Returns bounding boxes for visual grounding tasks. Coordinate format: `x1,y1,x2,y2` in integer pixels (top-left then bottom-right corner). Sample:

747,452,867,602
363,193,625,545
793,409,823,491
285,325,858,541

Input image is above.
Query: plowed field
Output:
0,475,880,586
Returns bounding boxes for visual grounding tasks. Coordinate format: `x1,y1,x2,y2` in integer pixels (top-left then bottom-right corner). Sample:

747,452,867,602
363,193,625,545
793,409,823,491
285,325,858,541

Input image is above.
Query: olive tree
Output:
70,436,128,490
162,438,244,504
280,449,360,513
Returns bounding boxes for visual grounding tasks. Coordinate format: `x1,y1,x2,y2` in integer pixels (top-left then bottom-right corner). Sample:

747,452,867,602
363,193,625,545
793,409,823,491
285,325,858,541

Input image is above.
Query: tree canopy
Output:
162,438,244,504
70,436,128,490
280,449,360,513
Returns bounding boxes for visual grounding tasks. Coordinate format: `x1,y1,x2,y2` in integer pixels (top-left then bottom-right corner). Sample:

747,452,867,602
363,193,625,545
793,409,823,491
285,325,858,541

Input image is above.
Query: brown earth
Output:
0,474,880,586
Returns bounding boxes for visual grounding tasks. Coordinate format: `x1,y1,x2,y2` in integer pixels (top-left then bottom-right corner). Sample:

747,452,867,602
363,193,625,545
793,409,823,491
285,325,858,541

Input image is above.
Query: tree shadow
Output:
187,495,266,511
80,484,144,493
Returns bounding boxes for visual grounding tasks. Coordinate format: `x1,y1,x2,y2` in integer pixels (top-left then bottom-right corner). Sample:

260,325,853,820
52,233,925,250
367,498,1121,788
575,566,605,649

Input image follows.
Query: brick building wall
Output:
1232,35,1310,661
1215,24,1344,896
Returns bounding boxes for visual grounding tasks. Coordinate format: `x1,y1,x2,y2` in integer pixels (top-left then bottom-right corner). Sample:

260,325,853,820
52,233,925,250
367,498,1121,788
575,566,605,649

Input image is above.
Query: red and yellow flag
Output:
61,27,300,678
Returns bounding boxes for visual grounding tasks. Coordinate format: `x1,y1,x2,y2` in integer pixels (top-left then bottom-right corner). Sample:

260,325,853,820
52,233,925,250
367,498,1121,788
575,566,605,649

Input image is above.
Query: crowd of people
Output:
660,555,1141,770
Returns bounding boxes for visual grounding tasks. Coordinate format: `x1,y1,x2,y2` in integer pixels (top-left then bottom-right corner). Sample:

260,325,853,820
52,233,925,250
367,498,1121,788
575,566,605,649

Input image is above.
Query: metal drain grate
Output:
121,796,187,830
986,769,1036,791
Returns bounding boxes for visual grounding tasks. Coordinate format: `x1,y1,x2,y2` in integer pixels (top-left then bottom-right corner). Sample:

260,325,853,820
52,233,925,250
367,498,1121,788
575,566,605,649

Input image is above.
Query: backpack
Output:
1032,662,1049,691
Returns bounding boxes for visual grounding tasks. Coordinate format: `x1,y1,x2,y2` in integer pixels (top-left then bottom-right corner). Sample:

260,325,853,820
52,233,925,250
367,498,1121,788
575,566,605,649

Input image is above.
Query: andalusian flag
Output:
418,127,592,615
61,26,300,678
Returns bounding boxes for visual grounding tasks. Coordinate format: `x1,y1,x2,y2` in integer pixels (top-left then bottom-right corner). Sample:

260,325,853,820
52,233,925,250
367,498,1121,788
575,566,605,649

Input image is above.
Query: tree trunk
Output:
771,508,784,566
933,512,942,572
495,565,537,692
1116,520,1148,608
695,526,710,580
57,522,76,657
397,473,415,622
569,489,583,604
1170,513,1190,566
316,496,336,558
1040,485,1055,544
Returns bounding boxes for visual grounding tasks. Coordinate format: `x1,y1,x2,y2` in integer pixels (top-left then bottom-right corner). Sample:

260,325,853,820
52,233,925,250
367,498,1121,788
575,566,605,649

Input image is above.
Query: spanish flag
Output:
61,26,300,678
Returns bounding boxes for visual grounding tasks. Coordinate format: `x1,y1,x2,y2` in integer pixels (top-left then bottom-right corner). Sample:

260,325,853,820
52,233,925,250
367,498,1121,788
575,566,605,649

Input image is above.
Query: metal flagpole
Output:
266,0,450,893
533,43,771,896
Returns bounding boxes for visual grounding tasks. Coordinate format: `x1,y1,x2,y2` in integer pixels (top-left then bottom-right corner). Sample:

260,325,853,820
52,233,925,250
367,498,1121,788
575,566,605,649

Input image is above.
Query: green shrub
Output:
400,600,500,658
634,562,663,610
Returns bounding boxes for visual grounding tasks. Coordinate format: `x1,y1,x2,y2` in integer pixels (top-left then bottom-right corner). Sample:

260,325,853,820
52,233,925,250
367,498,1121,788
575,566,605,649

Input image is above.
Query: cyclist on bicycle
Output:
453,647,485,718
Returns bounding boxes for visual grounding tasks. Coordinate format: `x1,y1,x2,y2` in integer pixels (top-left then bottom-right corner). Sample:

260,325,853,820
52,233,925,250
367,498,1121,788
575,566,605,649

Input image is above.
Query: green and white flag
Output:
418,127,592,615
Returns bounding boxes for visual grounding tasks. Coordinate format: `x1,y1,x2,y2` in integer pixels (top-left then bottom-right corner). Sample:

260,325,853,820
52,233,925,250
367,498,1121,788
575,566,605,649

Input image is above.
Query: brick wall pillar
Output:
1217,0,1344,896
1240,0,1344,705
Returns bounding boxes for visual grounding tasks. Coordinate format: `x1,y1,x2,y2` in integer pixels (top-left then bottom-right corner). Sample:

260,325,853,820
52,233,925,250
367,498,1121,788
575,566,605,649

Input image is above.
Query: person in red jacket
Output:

◆ **Work to be completed**: Render the material above as a Markdown table with two columns, Row and Text, putting each non-blank line in its own row. Number the rows in order and leave blank lines out.

◆ **Answer**:
| Row | Text |
|---|---|
| 1 | Returns bounding boxes for visual grounding tasks. Coordinate format: `x1,y1,x2,y2` in integer pixels (top-left then bottom-right corner). Sample: |
| 2 | 747,452,867,602 |
| 3 | 363,193,625,545 |
| 4 | 793,409,823,491 |
| 5 | 285,325,858,541 |
| 6 | Input image is above. |
| 7 | Query: plowed field |
| 8 | Output: |
| 9 | 0,475,880,586 |
| 10 | Returns bounding boxes for visual grounding tasks. Coordinate format: `x1,y1,x2,y2` in integer pixels (top-left then bottom-right corner). Sample: |
| 11 | 747,452,867,602 |
| 12 | 363,193,625,545 |
| 13 | 793,409,823,491 |
| 14 | 285,325,858,541 |
| 15 | Input image is above. |
| 16 | Query: olive tree |
| 17 | Output: |
| 18 | 70,436,128,490 |
| 19 | 162,438,244,504 |
| 20 | 280,449,360,513 |
| 21 | Returns bounding boxes for visual grounding tasks. Coordinate format: `x1,y1,x2,y2` in integer pixels (top-left then bottom-right corner). Sample: |
| 22 | 747,452,867,602 |
| 23 | 363,193,625,545 |
| 24 | 793,409,823,491 |
| 25 | 285,325,858,541 |
| 26 | Input image is above. |
| 27 | Query: tree canopy |
| 28 | Output: |
| 29 | 162,438,244,504 |
| 30 | 70,436,128,490 |
| 31 | 280,449,360,513 |
| 32 | Returns bounding boxes for visual grounding tasks. Coordinate format: `x1,y1,x2,y2` in integer pixels (top-left then bottom-right corner). Sample: |
| 33 | 747,452,867,602 |
| 34 | 363,193,625,545 |
| 35 | 793,409,823,491 |
| 36 | 285,325,858,541 |
| 37 | Input image is above. |
| 38 | Query: brown earth |
| 39 | Output: |
| 40 | 0,474,880,586 |
| 41 | Returns bounding boxes for visual grounding tasks. Coordinate format: `x1,y1,x2,y2` in integer pixels (top-left then bottom-right corner). Sample: |
| 42 | 747,452,867,602 |
| 43 | 363,193,625,545 |
| 44 | 793,409,823,491 |
| 45 | 285,325,858,541 |
| 46 | Input image is above. |
| 47 | Query: tree shadow |
| 48 | Output: |
| 49 | 187,495,266,511 |
| 50 | 80,484,144,493 |
| 51 | Returns bounding boxes for visual grounding tasks. Coordinate format: `x1,y1,x2,y2` in integer pixels (top-left then bottom-right corner). Sample: |
| 52 | 260,325,853,820 |
| 53 | 52,233,925,250 |
| 54 | 367,498,1121,788 |
| 55 | 575,566,605,649 |
| 56 | Input image follows. |
| 57 | Query: brick building wall |
| 58 | Output: |
| 59 | 1232,35,1310,661 |
| 60 | 1215,24,1344,896 |
| 61 | Returns bounding boxes for visual grounding tasks. Coordinate format: `x1,y1,x2,y2` in integer pixels (top-left then bottom-right corner). Sample: |
| 62 | 260,325,853,820 |
| 63 | 52,233,925,250 |
| 64 | 367,498,1121,788 |
| 65 | 575,566,605,649 |
| 66 | Input image is above. |
| 67 | Query: red and yellow flag |
| 68 | Output: |
| 69 | 61,27,300,678 |
| 70 | Returns bounding boxes for visual grounding tasks. Coordinate format: `x1,y1,x2,y2` in integer pixels (top-left then bottom-right corner). Sample: |
| 71 | 260,325,853,820 |
| 72 | 52,233,925,250 |
| 73 | 367,498,1121,788 |
| 74 | 575,566,605,649 |
| 75 | Input image is above. |
| 76 | Query: crowd of people |
| 77 | Output: |
| 78 | 660,555,1141,770 |
| 79 | Returns bounding boxes for visual grounding tasks. Coordinate format: `x1,y1,x2,y2` in integer pixels (top-left then bottom-right corner). Sample: |
| 80 | 260,325,853,820 |
| 81 | 52,233,925,250 |
| 82 | 367,498,1121,788 |
| 83 | 575,566,605,649 |
| 84 | Input image is above. |
| 85 | Query: metal drain grate |
| 86 | Output: |
| 87 | 121,796,187,830 |
| 88 | 986,769,1036,791 |
| 89 | Returns bounding boxes for visual grounding tasks. Coordinate format: `x1,y1,x2,y2` in integer pixels (top-left then bottom-right corner). Sample: |
| 90 | 260,325,853,820 |
| 91 | 52,233,925,250 |
| 92 | 367,498,1121,788 |
| 93 | 575,566,605,649 |
| 94 | Input image is above. |
| 95 | Query: backpack |
| 96 | Output: |
| 97 | 1032,662,1049,691 |
| 98 | Returns bounding boxes for visual grounding tasks. Coordinate format: `x1,y1,x2,y2` in integer pixels (top-left then bottom-right corner). Sample: |
| 99 | 260,325,853,820 |
| 100 | 52,233,925,250 |
| 101 | 367,498,1121,788 |
| 102 | 575,566,605,649 |
| 103 | Input image is above. |
| 104 | Query: andalusian flag |
| 105 | Output: |
| 106 | 418,127,592,615 |
| 107 | 61,26,300,678 |
| 108 | Returns bounding boxes for visual grounding tasks. Coordinate format: `x1,y1,x2,y2` in integer pixels (top-left then bottom-right corner). Sample: |
| 109 | 260,325,853,820 |
| 110 | 52,233,925,250 |
| 111 | 367,498,1121,788 |
| 112 | 575,566,605,649 |
| 113 | Input image is above. |
| 114 | Query: tree trunk |
| 115 | Output: |
| 116 | 771,508,784,566 |
| 117 | 933,512,942,572 |
| 118 | 495,565,537,692 |
| 119 | 1116,520,1148,608 |
| 120 | 695,526,710,580 |
| 121 | 57,522,76,657 |
| 122 | 397,473,415,622 |
| 123 | 569,489,583,604 |
| 124 | 1170,513,1190,566 |
| 125 | 316,496,336,558 |
| 126 | 1040,485,1055,544 |
| 127 | Returns bounding boxes for visual grounding tasks. Coordinate format: `x1,y1,x2,y2` in integer pixels (top-left then bottom-right corner). Sample: |
| 128 | 260,325,853,820 |
| 129 | 52,233,925,250 |
| 130 | 367,498,1121,788 |
| 131 | 575,566,605,649 |
| 132 | Input image is above. |
| 133 | Query: spanish flag |
| 134 | Output: |
| 135 | 61,26,300,678 |
| 136 | Returns bounding boxes for visual grounding tasks. Coordinate format: `x1,y1,x2,y2` in integer pixels (top-left then bottom-right corner). Sample: |
| 137 | 260,325,853,820 |
| 138 | 52,233,925,250 |
| 139 | 367,498,1121,788 |
| 140 | 575,566,605,649 |
| 141 | Input image is above. |
| 142 | Query: metal flagpole |
| 143 | Output: |
| 144 | 266,0,450,893 |
| 145 | 533,43,771,896 |
| 146 | Returns bounding boxes for visual grounding tasks. Coordinate format: `x1,y1,x2,y2` in integer pixels (top-left then bottom-right corner). Sample: |
| 147 | 260,325,853,820 |
| 148 | 52,233,925,250 |
| 149 | 367,498,1121,788 |
| 150 | 575,566,605,649 |
| 151 | Input image is above. |
| 152 | Query: green shrub |
| 153 | Output: |
| 154 | 400,600,500,658 |
| 155 | 634,562,663,610 |
| 156 | Returns bounding boxes for visual grounding tasks. Coordinate format: `x1,y1,x2,y2` in integer pixels (top-left then bottom-right corner). Sample: |
| 157 | 260,325,853,820 |
| 158 | 52,233,925,250 |
| 159 | 367,498,1121,788 |
| 160 | 575,566,605,649 |
| 161 | Input image is above. |
| 162 | Query: cyclist on bicycle |
| 163 | Output: |
| 164 | 453,647,485,718 |
| 165 | Returns bounding boxes for visual grounding tasks. Coordinate format: `x1,y1,x2,y2` in integer pixels (top-left then bottom-right corner). Sample: |
| 166 | 260,325,853,820 |
| 167 | 52,233,925,250 |
| 168 | 367,498,1121,788 |
| 169 | 575,566,605,649 |
| 170 | Input image is above. |
| 171 | Query: green and white flag |
| 172 | Output: |
| 173 | 418,127,592,615 |
| 174 | Returns bounding boxes for visual grounding tasks. Coordinate format: `x1,y1,x2,y2` in integer pixels (top-left then bottom-right corner). Sample: |
| 175 | 260,325,853,820 |
| 176 | 52,233,925,250 |
| 177 | 367,498,1121,788 |
| 178 | 575,566,605,649 |
| 179 | Input image is above. |
| 180 | Query: brick wall pillar |
| 181 | Output: |
| 182 | 1217,0,1344,896 |
| 183 | 1240,0,1344,705 |
| 184 | Returns bounding boxes for visual grounding tasks. Coordinate format: `x1,y1,x2,y2` in integer pixels (top-left then bottom-right corner). Sample: |
| 185 | 260,325,853,820 |
| 186 | 52,233,925,250 |
| 187 | 367,498,1121,788 |
| 188 | 575,566,605,649 |
| 189 | Input image is above. |
| 190 | Query: person in red jacket |
| 191 | Output: |